Source data:
--------------------
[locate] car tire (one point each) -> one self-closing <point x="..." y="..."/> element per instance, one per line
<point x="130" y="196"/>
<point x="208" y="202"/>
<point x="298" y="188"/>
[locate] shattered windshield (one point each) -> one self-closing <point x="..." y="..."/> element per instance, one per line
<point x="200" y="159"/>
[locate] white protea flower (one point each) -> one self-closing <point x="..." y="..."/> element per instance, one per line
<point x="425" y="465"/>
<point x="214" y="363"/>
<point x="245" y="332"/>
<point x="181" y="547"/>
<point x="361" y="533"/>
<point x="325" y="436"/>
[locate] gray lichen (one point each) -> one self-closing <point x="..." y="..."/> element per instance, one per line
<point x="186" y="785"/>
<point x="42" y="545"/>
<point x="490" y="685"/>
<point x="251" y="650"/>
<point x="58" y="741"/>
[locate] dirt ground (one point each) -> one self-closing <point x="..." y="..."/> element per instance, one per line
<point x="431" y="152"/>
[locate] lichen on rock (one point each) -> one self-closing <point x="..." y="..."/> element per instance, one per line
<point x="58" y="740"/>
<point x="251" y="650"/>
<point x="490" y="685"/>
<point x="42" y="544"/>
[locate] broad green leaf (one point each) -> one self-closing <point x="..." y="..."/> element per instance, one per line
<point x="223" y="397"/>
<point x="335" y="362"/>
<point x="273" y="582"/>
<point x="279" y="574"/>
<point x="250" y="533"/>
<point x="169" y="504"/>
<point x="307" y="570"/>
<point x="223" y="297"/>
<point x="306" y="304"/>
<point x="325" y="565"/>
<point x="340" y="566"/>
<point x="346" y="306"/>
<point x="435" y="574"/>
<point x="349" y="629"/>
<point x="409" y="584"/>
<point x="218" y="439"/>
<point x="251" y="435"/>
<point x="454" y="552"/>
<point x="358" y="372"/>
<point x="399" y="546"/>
--------------------
Reproduce each record exactly, leaving nothing out.

[locate] car tire (one point each) -> one self-closing <point x="..." y="..."/> element per instance, one per line
<point x="130" y="196"/>
<point x="208" y="202"/>
<point x="298" y="188"/>
[locate] shattered windshield (one point each) -> one self-closing <point x="..." y="..."/> element per instance, one per line
<point x="200" y="159"/>
[locate] white protea flower (one point each) -> one self-closing <point x="..." y="..."/> element per instance, one per line
<point x="425" y="465"/>
<point x="214" y="363"/>
<point x="245" y="332"/>
<point x="181" y="547"/>
<point x="361" y="533"/>
<point x="325" y="436"/>
[locate] gray lichen (one point each) -> one self-closing <point x="..." y="..."/> element per instance, one per line
<point x="186" y="785"/>
<point x="42" y="545"/>
<point x="490" y="685"/>
<point x="251" y="650"/>
<point x="58" y="741"/>
[locate] dirt ground (one point each) -> one self-closing <point x="..." y="..."/> element per instance, one per line
<point x="431" y="152"/>
[locate] lichen on rock (one point each) -> one self-closing <point x="..." y="..."/> element per instance, one per line
<point x="58" y="740"/>
<point x="251" y="650"/>
<point x="490" y="685"/>
<point x="42" y="544"/>
[locate] broad green leaf (one point each) -> one self-closing <point x="..." y="..."/> element per instance, one per line
<point x="223" y="397"/>
<point x="335" y="362"/>
<point x="273" y="582"/>
<point x="279" y="574"/>
<point x="250" y="533"/>
<point x="169" y="504"/>
<point x="307" y="570"/>
<point x="223" y="297"/>
<point x="306" y="304"/>
<point x="325" y="565"/>
<point x="340" y="566"/>
<point x="346" y="306"/>
<point x="435" y="574"/>
<point x="349" y="629"/>
<point x="409" y="584"/>
<point x="218" y="439"/>
<point x="251" y="435"/>
<point x="454" y="552"/>
<point x="358" y="372"/>
<point x="399" y="546"/>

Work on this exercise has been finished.